Written request:
State how many lines in the data below include the word "above". Reply with the number only.

--- BEGIN ---

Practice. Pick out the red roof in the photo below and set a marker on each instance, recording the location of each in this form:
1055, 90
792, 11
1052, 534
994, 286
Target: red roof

--- END ---
--- BEGIN ---

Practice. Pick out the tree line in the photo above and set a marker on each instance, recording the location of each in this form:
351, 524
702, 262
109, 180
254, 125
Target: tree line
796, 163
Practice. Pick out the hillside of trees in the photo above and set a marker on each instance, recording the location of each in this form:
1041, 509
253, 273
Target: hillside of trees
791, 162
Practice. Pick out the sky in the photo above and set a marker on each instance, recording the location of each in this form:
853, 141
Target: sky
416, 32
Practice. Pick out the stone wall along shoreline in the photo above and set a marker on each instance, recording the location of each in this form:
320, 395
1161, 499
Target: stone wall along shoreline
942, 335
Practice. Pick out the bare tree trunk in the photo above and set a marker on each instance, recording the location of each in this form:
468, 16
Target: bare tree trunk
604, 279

--- END ---

Exercise response:
5